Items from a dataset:
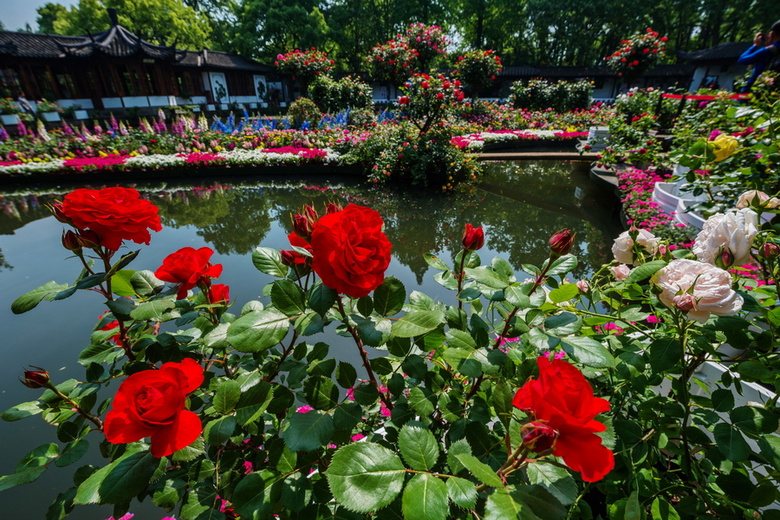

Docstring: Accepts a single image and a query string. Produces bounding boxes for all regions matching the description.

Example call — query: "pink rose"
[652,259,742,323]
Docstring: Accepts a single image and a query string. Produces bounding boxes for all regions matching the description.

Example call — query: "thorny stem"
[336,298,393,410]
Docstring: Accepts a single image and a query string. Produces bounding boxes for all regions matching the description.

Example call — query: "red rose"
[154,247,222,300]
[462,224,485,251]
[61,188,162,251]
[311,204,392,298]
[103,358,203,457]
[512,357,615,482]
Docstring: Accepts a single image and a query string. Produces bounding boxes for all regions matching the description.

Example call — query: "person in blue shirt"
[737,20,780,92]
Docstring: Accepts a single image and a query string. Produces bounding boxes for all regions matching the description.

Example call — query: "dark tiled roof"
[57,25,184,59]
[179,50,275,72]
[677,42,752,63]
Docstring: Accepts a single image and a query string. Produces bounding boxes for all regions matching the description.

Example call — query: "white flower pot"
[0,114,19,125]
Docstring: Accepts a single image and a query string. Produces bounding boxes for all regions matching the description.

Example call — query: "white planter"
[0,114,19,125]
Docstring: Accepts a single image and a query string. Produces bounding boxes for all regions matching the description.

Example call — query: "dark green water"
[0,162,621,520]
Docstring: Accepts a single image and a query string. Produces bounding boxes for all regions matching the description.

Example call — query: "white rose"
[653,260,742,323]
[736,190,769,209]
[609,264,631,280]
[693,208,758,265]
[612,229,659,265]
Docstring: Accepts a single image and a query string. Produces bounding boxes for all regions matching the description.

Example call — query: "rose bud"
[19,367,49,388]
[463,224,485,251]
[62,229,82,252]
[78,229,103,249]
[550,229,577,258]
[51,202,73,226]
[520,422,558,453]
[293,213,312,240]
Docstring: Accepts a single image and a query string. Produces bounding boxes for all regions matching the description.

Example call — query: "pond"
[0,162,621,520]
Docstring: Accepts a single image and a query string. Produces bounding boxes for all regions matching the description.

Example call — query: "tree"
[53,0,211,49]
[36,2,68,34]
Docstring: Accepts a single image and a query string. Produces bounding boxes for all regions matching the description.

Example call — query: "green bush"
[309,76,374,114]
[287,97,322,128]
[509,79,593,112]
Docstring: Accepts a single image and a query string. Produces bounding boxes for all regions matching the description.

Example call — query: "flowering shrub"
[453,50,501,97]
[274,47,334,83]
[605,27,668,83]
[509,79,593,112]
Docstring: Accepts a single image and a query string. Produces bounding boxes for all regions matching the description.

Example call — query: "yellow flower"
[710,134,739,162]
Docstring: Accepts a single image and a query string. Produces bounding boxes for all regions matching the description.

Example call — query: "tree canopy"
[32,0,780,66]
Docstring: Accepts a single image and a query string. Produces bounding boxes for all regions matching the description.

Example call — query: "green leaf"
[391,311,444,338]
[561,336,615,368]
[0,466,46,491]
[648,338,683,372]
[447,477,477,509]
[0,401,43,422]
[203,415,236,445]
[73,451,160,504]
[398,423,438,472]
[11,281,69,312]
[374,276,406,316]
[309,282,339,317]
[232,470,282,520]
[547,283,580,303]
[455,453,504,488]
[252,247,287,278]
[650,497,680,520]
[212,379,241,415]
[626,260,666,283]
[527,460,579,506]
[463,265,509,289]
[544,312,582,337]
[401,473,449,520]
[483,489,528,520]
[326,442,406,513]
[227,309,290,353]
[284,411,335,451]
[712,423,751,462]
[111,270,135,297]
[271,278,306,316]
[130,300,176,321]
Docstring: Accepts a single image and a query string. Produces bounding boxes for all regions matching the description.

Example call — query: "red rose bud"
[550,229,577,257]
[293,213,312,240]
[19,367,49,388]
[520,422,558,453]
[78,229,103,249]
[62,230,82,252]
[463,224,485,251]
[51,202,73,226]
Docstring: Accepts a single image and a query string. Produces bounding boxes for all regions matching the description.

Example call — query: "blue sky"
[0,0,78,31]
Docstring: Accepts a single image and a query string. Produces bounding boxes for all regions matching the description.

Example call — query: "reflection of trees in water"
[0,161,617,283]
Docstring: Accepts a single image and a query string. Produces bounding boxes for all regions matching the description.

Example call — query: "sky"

Set exercise: Could you return every line of the records above unchanged, leaving out the pictures?

Output:
Docstring: Accepts a single image and a query string. Produces bounding boxes for all regions matching the description.

Example call — query: "pink rose"
[652,259,742,323]
Docstring: Accepts a single image and a query string. Produces bounding boxes for all regions matching the description.

Example call — query: "thorny stem"
[336,298,393,410]
Docstring: Accepts a single image and a query string. Produces bounding boxes for all regions matching the description.

Example call — query: "red rose"
[154,247,222,300]
[462,224,485,251]
[61,188,162,251]
[311,204,392,298]
[103,358,203,457]
[512,357,615,482]
Docstring: Accepts a single image and a query string. Produces bounding boxes for all regions matching the description.

Example call — query: "person in blue shirt"
[737,20,780,92]
Docstring: Accepts a single image and a query string. Produces bounding boxes for all regions matching the description.

Example call — query: "dark tiled roof"
[57,25,184,59]
[179,50,275,72]
[677,42,752,63]
Docstring: Accepts a single image and a query string. Produces bounding boxes for all regions matching the description.

Example call — query: "white flower pot"
[0,114,19,125]
Docstring: Accepts a single image and a query string. Produces bounding boxes for all regions matching the description.

Example call — query: "white planter"
[0,114,19,125]
Docstring: Accepts a single image and a query string. Produces bounding boxes for all regions matching the description.

Example call — query: "dark green water"
[0,162,621,520]
Docstring: Accepts a single image and a query string. Produces bounding boxes for all regions matching the description.

Example call — query: "white rose"
[653,260,742,323]
[736,190,769,209]
[609,264,631,280]
[693,208,758,265]
[612,229,659,265]
Docstring: Accepts a single image and a query string. Produces bounding boxes for all regions matching the description.

Example call — query: "rose bud"
[19,367,49,388]
[463,224,485,251]
[62,229,82,252]
[78,229,103,249]
[550,229,577,258]
[51,202,73,226]
[520,422,558,453]
[293,213,312,240]
Docstring: Accepts a single image and a query string. Produces bounding boxes for all regions matching the description.

Example call — query: "pond"
[0,162,621,520]
Docstring: Accepts a single image and a query string. Produces bounding boxes for all regions matching the description.

Example call — query: "tree"
[53,0,211,49]
[36,2,68,34]
Docstring: Accepts a single image and a query string. Produces bounding boxes for all regions matching the description.

Example call — query: "green bush"
[309,76,374,114]
[287,97,322,128]
[509,79,593,112]
Docstring: Accepts a single image and a query string. Produces bounding boxes for all regions matching the description.

Example call — query: "flowering shrub"
[453,50,501,97]
[274,47,334,83]
[605,27,668,83]
[509,79,593,112]
Docstring: Accepts a single image and a query string. Produces bounding boxes for all regions matching the description.

Example call — query: "yellow flower"
[710,134,739,162]
Docstring: Accepts a single image and a query string. Produces bounding boxes for all regions matching the description.

Example call — query: "tree canopy"
[32,0,780,66]
Docstring: Accepts a single image and a query string. Produces bounding boxes for all regions matching the description.

Example call — query: "green leaf"
[391,311,444,338]
[561,336,615,368]
[0,466,46,491]
[648,338,683,372]
[447,477,477,509]
[0,401,43,422]
[203,415,236,445]
[73,451,160,504]
[398,423,438,472]
[11,281,69,312]
[374,276,406,316]
[309,282,339,317]
[232,470,282,520]
[547,283,580,303]
[455,453,504,488]
[252,247,287,278]
[650,497,680,520]
[212,379,241,415]
[626,260,666,283]
[527,460,579,506]
[463,265,509,289]
[544,312,582,337]
[401,473,449,520]
[483,489,528,520]
[326,442,406,513]
[227,309,290,353]
[284,411,335,451]
[712,423,751,462]
[111,270,135,297]
[271,278,306,316]
[130,300,176,321]
Docstring: Accepts a single image and a query string. Produces bounding boxes for all regions matching the description.

Example call — query: "red rose bud"
[550,229,577,257]
[293,213,312,240]
[19,367,49,388]
[520,422,558,453]
[78,229,103,249]
[62,230,82,252]
[463,224,485,251]
[51,202,73,226]
Docstring: Accepts a single image and a query string. Produces bounding boxes for all regions matching the description.

Example call — query: "blue sky"
[0,0,78,31]
Docstring: Accepts a single image and a query string. Produces bounding boxes for all regions matching the description.

Example call — query: "reflection of trees in water"
[0,161,617,283]
Docstring: Accepts a single image and a query string. Produces bounding boxes for all regions matching the description.

Example call — query: "sky"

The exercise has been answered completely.